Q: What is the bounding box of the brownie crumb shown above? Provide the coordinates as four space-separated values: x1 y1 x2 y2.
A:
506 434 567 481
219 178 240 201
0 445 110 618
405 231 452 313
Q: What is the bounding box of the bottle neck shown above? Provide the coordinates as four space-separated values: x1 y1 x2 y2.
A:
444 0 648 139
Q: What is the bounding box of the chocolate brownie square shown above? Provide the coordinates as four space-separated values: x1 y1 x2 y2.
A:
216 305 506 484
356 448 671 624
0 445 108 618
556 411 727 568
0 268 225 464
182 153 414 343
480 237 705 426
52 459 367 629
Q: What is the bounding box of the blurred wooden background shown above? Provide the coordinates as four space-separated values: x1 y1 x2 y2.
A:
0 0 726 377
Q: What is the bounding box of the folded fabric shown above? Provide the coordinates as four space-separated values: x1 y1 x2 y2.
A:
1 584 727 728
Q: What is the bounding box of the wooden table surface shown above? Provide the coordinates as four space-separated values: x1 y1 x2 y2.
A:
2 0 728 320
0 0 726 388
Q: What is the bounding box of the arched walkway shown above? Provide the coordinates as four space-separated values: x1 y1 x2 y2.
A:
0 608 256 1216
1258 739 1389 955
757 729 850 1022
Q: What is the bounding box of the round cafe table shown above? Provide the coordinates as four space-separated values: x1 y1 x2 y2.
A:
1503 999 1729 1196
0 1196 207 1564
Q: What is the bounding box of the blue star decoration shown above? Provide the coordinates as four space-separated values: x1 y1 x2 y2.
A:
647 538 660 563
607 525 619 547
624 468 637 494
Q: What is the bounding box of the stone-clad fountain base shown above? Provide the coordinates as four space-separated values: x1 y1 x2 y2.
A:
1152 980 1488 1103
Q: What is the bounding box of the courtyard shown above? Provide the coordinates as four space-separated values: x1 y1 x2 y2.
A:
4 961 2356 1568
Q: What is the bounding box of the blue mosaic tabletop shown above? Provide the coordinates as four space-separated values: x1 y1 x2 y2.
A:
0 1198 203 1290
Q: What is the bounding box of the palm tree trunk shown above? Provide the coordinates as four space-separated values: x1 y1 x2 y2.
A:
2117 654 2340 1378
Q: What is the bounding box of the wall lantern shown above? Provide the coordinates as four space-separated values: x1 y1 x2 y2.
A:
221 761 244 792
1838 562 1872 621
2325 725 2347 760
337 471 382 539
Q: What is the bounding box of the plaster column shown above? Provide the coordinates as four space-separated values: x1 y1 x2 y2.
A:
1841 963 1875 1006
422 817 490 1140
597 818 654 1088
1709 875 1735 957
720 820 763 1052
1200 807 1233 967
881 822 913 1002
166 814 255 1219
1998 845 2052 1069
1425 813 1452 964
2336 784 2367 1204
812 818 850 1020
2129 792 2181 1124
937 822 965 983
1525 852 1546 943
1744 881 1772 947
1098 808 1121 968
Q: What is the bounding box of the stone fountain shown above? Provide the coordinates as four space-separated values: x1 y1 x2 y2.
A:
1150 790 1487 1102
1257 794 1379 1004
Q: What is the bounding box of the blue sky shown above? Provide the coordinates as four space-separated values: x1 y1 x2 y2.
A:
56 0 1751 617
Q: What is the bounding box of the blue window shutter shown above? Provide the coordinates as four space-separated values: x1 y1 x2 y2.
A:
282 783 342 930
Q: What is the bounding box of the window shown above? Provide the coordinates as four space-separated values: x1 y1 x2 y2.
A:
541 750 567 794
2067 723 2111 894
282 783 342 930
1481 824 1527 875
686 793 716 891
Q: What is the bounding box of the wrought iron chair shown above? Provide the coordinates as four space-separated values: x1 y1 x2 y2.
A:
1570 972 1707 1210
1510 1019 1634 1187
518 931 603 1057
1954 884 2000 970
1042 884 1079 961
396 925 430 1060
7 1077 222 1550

__________

[Your task]
Each line of the data above is to be duplicated exactly.

[Response to the task]
Q: What is the bounding box of the brownie crumb shown above? Provide the coordinates as four space-separated values: x1 y1 x2 y2.
A:
506 434 567 481
219 178 240 201
0 445 110 618
405 231 452 313
Q: What is the bounding box of the bottle neck shown above? Provide the coordinates as four space-separated values: x1 y1 x2 y2.
A:
444 0 648 139
Q: What is the bounding box of the chocolate brownie square shown above? Provide the coordinates as four space-separated values: x1 y1 x2 y2.
A:
216 305 506 484
356 448 671 624
0 445 108 618
556 411 727 568
0 268 225 464
182 153 414 343
480 237 705 426
52 459 367 629
Q: What is the bounding box of the blurred wooden background shown above? Provide the coordinates as four space-separated values: x1 y1 x2 y2.
A:
0 0 726 377
Q: What is the bounding box of the folded fabric shown above? Provide the coordinates as four space-separated values: x1 y1 x2 y2.
A:
1 584 727 728
Q: What is the bounding box of the wooden table surface shown above? Provide the coordinates as four space-separated values: x1 y1 x2 y2.
A:
2 0 728 320
0 0 726 388
Q: What is the bounding box of the arched walkway shown above? Provide the coordinates as four space-separated values: x1 y1 x2 y2.
A:
0 608 256 1216
1258 739 1389 955
757 729 850 1022
Q: What is the bounding box of the round cafe table shown above? Provide the coordinates as four space-separated values: x1 y1 x2 y2.
A:
1503 999 1729 1196
0 1196 207 1564
Q: What is the bounding box of the blue star decoration shown above? Provide the coordinates as four space-separated values: x1 y1 x2 y2.
A:
647 538 660 563
607 525 619 547
624 468 637 494
Q: What is the bounding box of the stone-clad fountain base shown above? Provide the coordinates as four space-separated values: x1 y1 x2 y2.
A:
1152 980 1488 1103
Q: What is the bounding box of the courtyard shown above? Provide the coordinates as four space-separated values: x1 y1 x2 y2.
A:
4 961 2356 1568
Q: What is the bounding box of the blue mosaic tabletop shown above? Provide the coordinates as four space-separated values: x1 y1 x2 y2.
A:
0 1198 203 1290
Q: What is the bounding box of the palm tree trunk shown above? Provide the coordinates as four space-separated values: x1 y1 x2 y2.
A:
2117 654 2340 1378
Q: What is the bounding box of the wall lantern shown above? Provide the coordinates as four space-separated values: x1 y1 x2 y2.
A:
221 761 244 792
1838 562 1872 621
2325 725 2347 760
337 471 382 539
Q: What is the bounding box of the plaster column shown above? Provide the coordinates as four space-separated values: x1 y1 x2 y2.
A:
1841 963 1875 1006
422 817 490 1140
597 818 654 1088
1709 875 1735 957
720 820 763 1052
1200 807 1233 967
881 822 913 1002
166 814 255 1219
1998 845 2052 1069
1425 813 1452 964
2336 784 2367 1204
812 818 850 1020
2129 792 2181 1124
937 822 965 983
1525 852 1546 943
1744 881 1772 947
1098 808 1121 968
Q: What is the bounding box of the stone fountain shown above? Provide the coordinates as four space-separated values: x1 y1 x2 y2.
A:
1150 790 1487 1102
1257 794 1379 1004
Q: What is the bounding box of the blue sky shown above? Provide the coordinates as four space-separated values: x1 y1 x2 y2.
A:
56 0 1751 617
Q: What is the bounding box of the blue window shutter shown above? Provide the coordinates as four space-separated values: x1 y1 x2 y2.
A:
282 783 342 930
Q: What is the bounding box of the window shown above? Provide the coordinates as four space-separated values: x1 y1 x2 y2.
A:
541 750 567 794
2067 723 2111 894
282 783 342 930
1481 824 1527 875
686 793 716 891
Q: What is the bounding box of the wrought iron chair shown above? Provide the coordinates as four space-separated values: x1 y1 x2 y2.
A:
1570 972 1707 1210
1510 1019 1634 1187
518 931 603 1057
1954 884 2000 970
1042 884 1079 961
396 925 430 1060
7 1077 222 1550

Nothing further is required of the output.